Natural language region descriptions

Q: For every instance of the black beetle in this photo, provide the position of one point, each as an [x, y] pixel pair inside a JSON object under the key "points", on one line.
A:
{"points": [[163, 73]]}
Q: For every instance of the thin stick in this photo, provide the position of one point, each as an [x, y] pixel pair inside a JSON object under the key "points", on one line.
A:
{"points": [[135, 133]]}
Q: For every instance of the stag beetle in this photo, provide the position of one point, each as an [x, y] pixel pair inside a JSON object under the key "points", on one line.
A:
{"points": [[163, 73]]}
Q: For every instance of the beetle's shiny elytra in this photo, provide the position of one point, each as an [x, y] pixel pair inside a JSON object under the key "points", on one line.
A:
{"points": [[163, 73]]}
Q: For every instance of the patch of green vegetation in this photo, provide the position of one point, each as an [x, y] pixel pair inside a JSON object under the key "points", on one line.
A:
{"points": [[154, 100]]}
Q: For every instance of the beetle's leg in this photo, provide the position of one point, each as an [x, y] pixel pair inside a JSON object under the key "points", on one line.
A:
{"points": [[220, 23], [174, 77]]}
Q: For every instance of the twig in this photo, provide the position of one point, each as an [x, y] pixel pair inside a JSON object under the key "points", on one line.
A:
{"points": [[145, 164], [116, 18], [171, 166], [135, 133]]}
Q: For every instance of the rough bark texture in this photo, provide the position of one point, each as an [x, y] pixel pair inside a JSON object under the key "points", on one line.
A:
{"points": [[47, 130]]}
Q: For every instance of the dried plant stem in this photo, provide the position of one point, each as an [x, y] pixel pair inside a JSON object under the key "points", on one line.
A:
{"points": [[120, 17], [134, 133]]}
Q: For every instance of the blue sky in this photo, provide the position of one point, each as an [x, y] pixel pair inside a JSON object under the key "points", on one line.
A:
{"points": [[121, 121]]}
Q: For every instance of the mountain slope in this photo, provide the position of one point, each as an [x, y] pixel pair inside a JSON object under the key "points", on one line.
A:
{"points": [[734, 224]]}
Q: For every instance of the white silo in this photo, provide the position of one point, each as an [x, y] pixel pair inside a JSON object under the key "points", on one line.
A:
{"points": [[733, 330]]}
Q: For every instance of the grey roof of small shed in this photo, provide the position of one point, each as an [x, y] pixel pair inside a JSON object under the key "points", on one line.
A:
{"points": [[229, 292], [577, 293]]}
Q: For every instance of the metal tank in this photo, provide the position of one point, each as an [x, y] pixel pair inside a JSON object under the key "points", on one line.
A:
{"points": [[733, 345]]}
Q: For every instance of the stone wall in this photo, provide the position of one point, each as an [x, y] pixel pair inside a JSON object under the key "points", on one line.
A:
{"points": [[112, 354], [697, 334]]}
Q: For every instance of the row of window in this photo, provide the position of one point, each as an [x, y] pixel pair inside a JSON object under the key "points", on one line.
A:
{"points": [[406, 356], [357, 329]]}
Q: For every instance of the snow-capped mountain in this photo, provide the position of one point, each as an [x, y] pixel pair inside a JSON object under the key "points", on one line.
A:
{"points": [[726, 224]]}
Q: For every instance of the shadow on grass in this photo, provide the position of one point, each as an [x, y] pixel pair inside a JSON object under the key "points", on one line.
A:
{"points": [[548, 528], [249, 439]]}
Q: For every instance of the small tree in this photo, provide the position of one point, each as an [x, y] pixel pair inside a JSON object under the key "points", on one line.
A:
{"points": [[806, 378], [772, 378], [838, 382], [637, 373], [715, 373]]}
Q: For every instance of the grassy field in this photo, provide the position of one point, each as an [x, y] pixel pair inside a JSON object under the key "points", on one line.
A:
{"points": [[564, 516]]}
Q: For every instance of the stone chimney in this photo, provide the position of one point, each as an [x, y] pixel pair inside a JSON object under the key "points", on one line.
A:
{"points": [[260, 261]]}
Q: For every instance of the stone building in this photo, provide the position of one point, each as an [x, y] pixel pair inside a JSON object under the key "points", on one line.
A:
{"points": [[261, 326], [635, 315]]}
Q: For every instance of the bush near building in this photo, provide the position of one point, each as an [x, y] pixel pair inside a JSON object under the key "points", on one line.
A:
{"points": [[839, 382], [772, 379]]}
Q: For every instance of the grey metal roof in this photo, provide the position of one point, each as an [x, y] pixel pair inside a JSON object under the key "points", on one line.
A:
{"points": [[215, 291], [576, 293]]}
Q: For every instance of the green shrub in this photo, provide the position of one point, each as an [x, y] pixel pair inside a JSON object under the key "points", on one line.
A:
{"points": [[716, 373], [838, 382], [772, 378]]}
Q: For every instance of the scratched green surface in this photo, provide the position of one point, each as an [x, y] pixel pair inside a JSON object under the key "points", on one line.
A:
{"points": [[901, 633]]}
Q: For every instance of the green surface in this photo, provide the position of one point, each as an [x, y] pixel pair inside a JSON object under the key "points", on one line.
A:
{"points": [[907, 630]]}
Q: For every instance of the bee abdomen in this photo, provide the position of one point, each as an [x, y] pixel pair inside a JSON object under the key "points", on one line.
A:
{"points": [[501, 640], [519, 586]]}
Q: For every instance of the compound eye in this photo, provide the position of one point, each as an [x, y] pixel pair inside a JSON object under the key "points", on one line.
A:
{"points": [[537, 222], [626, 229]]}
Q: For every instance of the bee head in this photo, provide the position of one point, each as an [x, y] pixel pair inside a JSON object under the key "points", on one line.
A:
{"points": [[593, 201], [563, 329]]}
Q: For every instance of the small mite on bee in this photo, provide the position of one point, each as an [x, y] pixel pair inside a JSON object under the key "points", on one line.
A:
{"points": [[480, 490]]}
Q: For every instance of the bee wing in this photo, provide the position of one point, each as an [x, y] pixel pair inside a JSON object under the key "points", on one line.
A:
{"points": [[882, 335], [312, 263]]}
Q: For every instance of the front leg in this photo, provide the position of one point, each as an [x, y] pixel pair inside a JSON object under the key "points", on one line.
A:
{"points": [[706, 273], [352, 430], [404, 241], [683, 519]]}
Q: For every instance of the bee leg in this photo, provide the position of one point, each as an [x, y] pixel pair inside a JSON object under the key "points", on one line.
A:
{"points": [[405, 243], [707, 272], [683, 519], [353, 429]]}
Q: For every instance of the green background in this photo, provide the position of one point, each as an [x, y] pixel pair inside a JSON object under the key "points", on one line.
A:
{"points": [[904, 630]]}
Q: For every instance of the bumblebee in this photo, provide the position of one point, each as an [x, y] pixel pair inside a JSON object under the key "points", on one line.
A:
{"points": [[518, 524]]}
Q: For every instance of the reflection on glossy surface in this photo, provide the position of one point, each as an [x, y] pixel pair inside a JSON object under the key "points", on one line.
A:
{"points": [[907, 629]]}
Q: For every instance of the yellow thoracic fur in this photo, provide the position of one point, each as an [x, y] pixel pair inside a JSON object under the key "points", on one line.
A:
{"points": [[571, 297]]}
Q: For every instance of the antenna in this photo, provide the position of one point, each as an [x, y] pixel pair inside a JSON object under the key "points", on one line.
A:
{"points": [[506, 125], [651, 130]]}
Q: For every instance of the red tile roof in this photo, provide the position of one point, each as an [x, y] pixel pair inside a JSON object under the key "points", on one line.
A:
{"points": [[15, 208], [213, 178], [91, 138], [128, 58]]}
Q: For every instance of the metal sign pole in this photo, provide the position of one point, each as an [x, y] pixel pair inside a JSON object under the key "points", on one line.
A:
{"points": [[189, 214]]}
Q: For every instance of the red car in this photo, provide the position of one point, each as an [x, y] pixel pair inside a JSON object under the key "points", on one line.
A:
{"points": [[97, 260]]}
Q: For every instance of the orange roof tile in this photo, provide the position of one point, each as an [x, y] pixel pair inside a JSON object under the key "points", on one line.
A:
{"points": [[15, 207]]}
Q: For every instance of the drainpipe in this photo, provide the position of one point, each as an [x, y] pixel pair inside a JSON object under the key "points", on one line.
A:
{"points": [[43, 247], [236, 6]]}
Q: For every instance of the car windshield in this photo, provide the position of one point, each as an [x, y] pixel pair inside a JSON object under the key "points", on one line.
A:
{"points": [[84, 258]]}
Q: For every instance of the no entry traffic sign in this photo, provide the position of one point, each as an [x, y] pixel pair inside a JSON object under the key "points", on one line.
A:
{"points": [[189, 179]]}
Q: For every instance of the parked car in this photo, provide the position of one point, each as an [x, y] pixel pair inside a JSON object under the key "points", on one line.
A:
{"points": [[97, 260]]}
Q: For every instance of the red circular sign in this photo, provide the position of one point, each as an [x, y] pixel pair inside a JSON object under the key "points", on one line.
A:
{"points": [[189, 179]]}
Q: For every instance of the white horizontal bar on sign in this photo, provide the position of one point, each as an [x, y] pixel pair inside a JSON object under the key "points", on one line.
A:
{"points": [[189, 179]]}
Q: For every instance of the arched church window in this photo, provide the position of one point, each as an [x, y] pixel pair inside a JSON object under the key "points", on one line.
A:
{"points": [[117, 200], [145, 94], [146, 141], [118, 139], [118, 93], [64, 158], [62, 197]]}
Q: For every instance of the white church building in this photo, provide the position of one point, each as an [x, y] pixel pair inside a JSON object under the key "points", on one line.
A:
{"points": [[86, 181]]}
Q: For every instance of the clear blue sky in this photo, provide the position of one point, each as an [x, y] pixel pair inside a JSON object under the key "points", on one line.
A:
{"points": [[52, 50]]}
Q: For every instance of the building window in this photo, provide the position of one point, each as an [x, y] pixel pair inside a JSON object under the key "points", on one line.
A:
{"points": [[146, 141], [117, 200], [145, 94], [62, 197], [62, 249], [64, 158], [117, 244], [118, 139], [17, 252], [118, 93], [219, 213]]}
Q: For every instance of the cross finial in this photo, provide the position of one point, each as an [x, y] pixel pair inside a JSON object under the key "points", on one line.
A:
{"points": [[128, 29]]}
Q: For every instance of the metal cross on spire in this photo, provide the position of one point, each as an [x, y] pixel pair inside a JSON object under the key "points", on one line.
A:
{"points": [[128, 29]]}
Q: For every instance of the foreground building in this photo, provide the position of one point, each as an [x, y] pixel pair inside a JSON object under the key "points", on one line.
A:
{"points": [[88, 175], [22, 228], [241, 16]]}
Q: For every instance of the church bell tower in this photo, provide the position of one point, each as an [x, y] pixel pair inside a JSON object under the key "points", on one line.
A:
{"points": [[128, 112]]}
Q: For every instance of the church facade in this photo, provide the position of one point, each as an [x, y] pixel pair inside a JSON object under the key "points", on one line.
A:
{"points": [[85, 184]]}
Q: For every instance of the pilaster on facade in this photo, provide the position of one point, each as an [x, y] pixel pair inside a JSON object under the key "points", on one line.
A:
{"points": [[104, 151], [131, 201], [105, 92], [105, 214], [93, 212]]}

Work instructions
In the data, find how many lines hold the string "blue", and answer with the number only.

Solved problem
2